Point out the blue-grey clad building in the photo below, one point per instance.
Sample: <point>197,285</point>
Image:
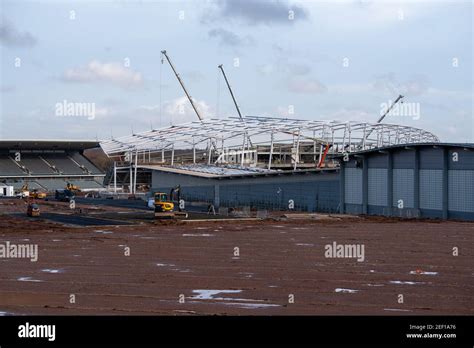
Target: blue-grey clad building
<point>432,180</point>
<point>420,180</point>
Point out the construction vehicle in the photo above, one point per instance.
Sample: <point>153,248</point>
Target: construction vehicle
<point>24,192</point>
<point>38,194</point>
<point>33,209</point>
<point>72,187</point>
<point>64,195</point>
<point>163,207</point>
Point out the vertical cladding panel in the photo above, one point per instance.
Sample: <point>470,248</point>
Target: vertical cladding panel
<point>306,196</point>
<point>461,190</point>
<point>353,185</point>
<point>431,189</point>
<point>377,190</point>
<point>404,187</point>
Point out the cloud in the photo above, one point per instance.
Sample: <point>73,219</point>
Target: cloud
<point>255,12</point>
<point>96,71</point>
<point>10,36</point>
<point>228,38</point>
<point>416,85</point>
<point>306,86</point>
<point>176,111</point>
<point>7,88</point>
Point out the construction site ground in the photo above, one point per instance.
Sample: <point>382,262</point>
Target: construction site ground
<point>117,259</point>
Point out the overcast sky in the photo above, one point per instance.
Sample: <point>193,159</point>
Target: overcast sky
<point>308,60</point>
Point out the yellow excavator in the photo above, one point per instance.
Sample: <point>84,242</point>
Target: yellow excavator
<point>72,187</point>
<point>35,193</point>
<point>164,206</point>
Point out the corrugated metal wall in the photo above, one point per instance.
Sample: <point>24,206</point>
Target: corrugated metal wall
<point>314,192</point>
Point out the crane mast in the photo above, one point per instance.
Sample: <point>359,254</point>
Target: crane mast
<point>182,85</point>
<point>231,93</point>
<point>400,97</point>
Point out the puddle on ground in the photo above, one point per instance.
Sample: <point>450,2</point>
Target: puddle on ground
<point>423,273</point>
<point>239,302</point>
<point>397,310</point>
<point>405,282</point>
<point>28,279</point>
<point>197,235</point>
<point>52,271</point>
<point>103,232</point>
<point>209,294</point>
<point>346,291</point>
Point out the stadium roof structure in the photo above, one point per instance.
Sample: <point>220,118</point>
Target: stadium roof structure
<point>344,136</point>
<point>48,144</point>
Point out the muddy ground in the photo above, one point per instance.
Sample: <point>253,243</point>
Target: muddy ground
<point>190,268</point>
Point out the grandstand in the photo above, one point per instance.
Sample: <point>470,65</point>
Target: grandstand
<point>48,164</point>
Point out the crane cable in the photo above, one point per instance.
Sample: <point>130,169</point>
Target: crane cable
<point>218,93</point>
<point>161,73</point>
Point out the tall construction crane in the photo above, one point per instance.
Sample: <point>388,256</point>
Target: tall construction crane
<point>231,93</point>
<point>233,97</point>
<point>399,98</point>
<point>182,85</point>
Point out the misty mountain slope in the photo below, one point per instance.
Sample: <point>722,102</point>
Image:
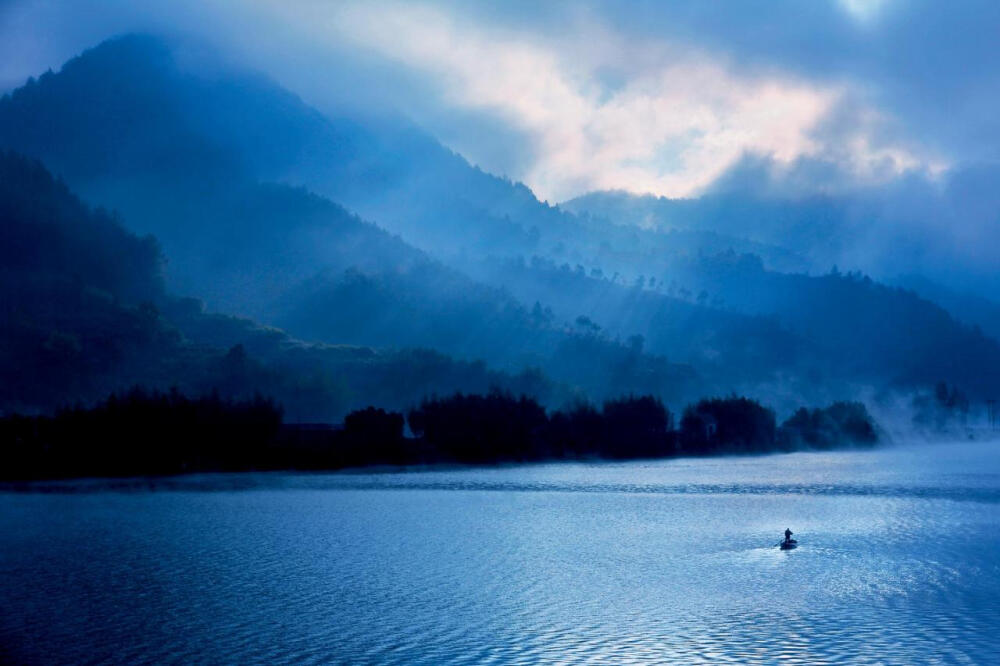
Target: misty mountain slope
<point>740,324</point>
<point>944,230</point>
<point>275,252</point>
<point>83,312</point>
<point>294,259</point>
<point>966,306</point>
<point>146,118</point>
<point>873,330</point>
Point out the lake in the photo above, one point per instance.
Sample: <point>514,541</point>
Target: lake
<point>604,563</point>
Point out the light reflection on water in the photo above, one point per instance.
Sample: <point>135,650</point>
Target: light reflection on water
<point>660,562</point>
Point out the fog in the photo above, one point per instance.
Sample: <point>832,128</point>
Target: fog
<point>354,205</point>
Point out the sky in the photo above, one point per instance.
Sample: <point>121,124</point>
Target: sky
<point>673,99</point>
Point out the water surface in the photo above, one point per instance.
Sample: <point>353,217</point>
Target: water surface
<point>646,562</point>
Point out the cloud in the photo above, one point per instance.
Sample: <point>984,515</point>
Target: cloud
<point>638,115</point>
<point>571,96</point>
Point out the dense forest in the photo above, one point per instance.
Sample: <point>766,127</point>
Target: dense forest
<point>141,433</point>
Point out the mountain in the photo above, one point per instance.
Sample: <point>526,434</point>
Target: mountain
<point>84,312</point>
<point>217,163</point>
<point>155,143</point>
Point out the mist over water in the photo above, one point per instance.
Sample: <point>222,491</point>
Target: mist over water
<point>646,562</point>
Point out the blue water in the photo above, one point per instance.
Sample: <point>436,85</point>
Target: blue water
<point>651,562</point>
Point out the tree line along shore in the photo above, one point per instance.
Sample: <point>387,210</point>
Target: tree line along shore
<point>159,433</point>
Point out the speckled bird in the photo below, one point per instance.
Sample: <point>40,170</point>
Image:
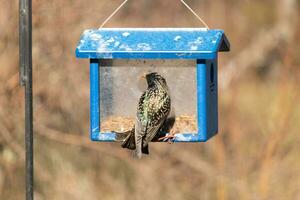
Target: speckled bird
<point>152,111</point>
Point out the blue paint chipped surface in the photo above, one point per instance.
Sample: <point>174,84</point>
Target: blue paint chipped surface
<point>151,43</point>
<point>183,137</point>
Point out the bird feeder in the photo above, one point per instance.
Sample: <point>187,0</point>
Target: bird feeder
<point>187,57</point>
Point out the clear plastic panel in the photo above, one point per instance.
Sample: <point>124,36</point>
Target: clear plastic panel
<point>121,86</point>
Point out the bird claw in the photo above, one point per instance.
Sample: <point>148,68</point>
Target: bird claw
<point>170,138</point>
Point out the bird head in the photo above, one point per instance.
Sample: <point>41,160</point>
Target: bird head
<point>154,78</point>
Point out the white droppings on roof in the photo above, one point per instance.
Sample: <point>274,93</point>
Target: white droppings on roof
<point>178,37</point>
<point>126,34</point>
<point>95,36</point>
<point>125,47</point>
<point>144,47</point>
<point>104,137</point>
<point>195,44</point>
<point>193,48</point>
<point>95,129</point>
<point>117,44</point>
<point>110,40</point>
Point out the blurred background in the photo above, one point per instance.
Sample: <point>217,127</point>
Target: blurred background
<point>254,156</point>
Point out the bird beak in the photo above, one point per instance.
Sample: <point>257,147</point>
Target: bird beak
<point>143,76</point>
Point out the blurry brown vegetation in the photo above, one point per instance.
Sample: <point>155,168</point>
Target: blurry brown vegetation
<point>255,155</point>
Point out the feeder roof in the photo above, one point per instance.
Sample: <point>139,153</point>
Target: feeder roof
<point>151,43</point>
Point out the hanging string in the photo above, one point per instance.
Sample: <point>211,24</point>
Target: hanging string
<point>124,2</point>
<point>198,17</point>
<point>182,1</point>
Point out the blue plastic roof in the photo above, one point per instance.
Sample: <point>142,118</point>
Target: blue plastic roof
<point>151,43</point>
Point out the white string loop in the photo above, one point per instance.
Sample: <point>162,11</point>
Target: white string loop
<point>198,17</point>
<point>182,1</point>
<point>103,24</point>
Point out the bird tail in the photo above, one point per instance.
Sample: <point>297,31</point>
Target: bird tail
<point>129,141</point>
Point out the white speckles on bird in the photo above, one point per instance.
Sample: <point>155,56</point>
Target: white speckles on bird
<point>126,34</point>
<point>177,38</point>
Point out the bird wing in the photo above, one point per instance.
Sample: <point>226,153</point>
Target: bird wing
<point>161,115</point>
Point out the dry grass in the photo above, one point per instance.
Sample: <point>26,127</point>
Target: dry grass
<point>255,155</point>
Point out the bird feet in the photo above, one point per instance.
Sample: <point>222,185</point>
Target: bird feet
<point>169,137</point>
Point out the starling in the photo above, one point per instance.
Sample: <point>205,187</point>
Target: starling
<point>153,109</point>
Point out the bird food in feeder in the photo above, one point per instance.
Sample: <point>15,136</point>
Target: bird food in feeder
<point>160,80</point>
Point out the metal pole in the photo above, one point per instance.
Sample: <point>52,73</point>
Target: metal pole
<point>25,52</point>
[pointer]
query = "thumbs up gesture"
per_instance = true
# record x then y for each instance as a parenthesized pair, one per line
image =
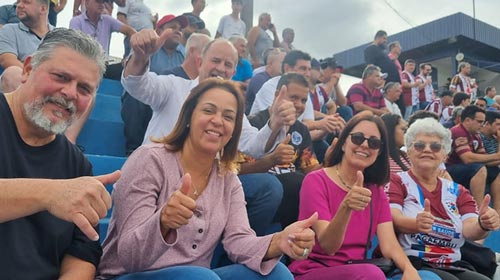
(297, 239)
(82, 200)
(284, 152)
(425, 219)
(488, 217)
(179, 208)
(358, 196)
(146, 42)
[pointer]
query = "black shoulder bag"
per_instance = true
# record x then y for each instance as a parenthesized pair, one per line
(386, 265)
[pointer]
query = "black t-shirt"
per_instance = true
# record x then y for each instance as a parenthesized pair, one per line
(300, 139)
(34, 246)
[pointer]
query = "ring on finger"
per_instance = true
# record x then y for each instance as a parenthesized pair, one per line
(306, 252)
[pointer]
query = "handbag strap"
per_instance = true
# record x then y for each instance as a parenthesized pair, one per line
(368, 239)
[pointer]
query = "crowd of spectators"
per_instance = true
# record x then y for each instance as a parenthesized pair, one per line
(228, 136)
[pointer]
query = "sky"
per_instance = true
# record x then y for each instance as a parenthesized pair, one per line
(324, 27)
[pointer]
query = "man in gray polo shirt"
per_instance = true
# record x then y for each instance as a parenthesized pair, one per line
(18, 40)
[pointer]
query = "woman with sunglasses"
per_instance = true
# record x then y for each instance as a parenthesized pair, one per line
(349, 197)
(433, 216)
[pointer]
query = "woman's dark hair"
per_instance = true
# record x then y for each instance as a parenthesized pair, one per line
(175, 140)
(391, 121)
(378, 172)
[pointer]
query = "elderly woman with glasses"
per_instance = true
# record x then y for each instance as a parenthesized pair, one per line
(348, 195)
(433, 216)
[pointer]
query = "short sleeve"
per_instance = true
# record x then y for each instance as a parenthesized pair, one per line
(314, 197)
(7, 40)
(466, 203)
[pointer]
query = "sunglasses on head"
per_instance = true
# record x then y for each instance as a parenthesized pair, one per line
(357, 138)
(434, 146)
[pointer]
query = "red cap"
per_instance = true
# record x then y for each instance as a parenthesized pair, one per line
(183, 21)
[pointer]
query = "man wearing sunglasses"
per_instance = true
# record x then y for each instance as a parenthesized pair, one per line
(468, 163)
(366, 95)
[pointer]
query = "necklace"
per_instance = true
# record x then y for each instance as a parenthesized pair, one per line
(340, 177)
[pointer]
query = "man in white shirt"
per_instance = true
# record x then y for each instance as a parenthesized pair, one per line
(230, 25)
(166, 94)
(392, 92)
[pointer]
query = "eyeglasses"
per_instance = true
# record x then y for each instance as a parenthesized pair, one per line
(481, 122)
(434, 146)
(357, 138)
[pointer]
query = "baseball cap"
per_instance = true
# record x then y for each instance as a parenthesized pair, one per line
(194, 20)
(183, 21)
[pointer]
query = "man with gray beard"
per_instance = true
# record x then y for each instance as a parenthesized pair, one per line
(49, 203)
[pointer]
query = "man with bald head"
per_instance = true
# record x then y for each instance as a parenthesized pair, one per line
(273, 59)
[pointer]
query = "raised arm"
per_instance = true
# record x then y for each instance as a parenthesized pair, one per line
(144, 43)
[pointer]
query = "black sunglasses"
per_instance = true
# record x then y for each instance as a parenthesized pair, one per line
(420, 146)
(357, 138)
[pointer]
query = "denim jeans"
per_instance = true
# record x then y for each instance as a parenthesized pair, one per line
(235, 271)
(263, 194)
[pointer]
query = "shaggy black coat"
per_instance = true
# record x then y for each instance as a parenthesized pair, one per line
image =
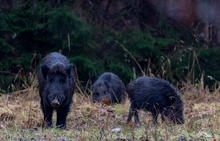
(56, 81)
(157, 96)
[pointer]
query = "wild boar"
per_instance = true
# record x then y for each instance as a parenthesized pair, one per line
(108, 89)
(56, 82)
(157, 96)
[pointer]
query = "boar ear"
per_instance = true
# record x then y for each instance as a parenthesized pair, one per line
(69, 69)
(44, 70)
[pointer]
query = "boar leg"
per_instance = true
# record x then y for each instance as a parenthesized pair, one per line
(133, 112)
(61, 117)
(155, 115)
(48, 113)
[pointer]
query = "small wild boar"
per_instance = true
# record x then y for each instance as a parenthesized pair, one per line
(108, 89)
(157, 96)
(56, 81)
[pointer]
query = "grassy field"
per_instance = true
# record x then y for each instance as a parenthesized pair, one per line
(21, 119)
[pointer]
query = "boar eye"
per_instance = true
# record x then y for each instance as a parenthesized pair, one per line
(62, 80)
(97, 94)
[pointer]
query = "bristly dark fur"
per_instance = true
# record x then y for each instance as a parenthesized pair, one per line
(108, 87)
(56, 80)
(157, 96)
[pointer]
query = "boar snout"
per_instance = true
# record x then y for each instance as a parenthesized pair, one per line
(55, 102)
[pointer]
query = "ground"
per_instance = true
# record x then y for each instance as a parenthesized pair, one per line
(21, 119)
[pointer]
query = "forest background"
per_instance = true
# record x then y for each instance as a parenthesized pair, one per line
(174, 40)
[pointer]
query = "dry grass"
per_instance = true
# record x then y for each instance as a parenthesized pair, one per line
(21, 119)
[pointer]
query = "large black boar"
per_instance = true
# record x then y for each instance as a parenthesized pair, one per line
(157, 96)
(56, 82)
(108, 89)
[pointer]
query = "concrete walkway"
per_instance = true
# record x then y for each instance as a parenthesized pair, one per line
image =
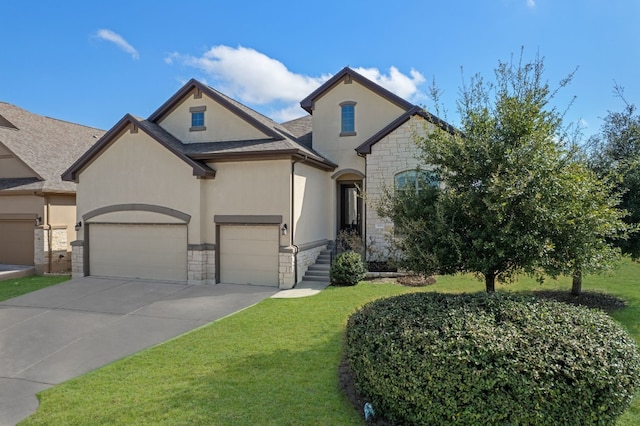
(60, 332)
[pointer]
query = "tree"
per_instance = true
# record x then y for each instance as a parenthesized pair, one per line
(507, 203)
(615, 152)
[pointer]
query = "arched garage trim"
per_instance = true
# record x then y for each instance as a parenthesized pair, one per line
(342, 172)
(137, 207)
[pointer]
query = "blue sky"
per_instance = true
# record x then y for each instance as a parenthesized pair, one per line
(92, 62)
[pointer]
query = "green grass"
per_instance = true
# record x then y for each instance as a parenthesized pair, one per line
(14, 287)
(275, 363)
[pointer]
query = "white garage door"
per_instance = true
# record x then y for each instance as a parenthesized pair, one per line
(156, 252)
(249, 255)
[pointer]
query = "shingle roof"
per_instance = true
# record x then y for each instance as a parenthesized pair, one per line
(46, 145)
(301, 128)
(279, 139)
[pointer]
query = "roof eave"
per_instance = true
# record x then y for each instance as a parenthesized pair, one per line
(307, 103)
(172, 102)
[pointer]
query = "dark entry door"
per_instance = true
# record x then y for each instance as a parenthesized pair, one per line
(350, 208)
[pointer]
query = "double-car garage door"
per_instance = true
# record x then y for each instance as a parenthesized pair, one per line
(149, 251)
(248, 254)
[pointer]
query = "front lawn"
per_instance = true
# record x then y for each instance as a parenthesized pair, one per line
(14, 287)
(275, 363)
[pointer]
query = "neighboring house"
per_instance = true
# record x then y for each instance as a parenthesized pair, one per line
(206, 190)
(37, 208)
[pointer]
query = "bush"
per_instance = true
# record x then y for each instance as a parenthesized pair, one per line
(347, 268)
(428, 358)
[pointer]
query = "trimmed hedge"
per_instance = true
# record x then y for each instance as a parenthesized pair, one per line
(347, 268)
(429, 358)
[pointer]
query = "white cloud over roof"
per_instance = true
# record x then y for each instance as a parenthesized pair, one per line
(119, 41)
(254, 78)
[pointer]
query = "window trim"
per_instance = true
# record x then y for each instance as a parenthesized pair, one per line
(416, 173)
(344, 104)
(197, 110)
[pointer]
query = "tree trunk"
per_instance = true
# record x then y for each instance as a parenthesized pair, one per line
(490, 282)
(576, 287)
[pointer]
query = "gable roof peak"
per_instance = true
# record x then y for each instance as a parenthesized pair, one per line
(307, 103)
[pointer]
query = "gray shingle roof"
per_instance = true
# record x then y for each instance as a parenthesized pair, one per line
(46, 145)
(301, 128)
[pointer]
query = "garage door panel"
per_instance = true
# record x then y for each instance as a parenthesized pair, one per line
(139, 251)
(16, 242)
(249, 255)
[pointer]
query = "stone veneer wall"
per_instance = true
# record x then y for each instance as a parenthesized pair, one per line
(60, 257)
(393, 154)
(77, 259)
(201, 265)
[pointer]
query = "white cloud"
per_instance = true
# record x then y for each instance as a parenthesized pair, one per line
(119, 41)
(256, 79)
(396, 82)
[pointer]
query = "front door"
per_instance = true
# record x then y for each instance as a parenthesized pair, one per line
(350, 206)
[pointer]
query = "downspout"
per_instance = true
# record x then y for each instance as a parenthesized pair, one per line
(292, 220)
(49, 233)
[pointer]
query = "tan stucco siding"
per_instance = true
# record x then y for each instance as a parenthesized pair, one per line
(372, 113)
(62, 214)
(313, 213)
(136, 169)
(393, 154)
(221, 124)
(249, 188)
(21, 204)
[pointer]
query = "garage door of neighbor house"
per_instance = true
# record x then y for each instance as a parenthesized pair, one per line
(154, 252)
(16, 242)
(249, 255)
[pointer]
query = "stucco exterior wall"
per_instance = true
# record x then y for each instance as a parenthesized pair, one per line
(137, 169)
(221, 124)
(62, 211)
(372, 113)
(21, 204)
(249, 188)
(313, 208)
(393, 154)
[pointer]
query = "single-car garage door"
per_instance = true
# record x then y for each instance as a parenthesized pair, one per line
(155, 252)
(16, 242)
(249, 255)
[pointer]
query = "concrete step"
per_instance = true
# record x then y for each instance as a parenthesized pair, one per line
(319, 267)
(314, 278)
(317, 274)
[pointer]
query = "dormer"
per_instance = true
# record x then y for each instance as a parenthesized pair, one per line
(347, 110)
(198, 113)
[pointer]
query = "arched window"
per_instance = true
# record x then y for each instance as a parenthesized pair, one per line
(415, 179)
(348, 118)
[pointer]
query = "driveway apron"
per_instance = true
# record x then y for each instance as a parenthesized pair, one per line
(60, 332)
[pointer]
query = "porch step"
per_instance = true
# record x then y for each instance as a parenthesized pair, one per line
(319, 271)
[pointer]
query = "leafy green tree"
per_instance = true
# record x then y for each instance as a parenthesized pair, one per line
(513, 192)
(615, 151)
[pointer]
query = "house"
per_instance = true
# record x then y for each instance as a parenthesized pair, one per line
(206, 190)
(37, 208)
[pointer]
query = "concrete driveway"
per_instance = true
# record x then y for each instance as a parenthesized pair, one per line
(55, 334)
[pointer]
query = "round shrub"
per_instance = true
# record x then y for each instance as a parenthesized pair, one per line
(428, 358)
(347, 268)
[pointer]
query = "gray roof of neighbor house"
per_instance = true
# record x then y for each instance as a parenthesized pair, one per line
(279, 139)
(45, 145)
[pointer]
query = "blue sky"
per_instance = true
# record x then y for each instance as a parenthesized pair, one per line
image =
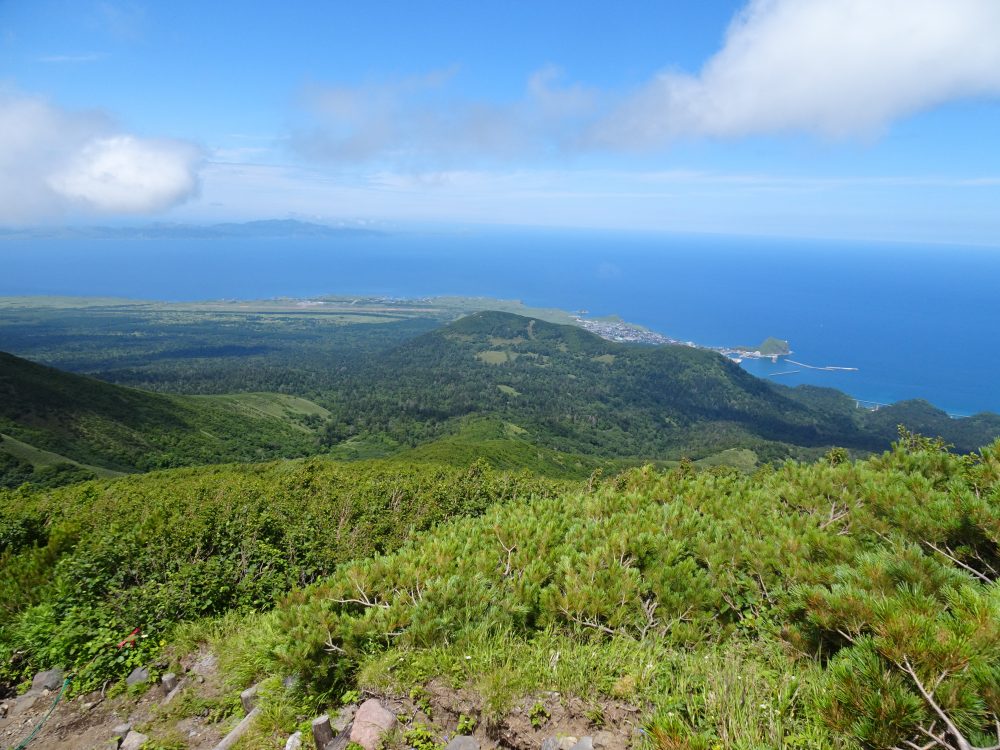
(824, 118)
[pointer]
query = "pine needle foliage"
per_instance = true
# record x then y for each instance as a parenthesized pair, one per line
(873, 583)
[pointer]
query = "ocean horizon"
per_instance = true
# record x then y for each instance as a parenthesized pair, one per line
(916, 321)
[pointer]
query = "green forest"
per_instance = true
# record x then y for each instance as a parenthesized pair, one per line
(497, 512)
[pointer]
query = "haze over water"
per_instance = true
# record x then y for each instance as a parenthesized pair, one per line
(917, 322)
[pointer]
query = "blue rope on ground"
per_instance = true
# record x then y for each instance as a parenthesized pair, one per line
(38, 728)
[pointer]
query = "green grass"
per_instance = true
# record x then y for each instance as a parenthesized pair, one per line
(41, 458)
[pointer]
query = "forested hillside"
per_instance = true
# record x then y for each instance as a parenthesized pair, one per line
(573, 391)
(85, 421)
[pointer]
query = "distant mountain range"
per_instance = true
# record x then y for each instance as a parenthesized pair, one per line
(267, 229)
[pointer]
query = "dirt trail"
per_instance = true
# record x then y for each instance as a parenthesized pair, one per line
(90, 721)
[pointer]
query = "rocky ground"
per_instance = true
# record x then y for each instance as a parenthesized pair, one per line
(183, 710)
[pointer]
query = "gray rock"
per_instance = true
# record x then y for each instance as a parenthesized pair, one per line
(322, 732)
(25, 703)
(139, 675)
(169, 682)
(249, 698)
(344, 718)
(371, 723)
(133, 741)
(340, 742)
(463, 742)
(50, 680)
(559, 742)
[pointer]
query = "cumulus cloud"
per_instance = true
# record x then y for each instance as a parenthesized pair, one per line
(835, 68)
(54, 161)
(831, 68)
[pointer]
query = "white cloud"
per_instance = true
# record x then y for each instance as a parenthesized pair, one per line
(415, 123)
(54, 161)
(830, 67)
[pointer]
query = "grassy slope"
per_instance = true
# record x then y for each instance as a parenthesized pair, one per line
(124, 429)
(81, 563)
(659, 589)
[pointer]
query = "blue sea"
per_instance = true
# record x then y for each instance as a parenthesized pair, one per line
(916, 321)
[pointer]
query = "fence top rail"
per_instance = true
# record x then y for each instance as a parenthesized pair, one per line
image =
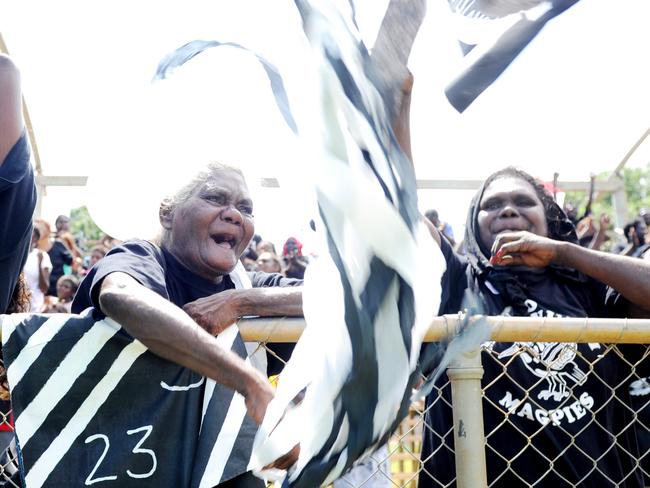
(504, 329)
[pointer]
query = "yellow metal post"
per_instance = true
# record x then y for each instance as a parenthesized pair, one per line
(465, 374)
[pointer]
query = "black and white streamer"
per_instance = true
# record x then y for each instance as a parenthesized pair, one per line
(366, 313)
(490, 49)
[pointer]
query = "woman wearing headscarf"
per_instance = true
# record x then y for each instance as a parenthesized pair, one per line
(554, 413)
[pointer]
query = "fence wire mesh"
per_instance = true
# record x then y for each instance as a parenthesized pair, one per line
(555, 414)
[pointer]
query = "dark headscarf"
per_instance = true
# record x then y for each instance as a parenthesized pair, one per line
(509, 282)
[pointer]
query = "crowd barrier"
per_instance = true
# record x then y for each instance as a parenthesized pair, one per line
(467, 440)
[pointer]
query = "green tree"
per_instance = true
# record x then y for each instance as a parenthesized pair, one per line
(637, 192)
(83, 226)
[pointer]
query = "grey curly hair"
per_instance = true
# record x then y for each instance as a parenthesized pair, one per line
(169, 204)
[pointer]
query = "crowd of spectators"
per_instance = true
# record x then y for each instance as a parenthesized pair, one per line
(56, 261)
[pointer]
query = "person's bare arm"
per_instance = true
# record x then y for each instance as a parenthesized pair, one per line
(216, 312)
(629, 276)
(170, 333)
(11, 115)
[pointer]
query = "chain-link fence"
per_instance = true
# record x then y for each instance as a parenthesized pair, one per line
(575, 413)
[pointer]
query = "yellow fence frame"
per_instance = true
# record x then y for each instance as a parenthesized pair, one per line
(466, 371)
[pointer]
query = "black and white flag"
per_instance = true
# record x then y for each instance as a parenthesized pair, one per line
════
== Work request ==
From the listing above, pick out every line containing "stucco".

== Reply to the exercise ==
query = "tan stucco siding"
query = "stucco exterior wall"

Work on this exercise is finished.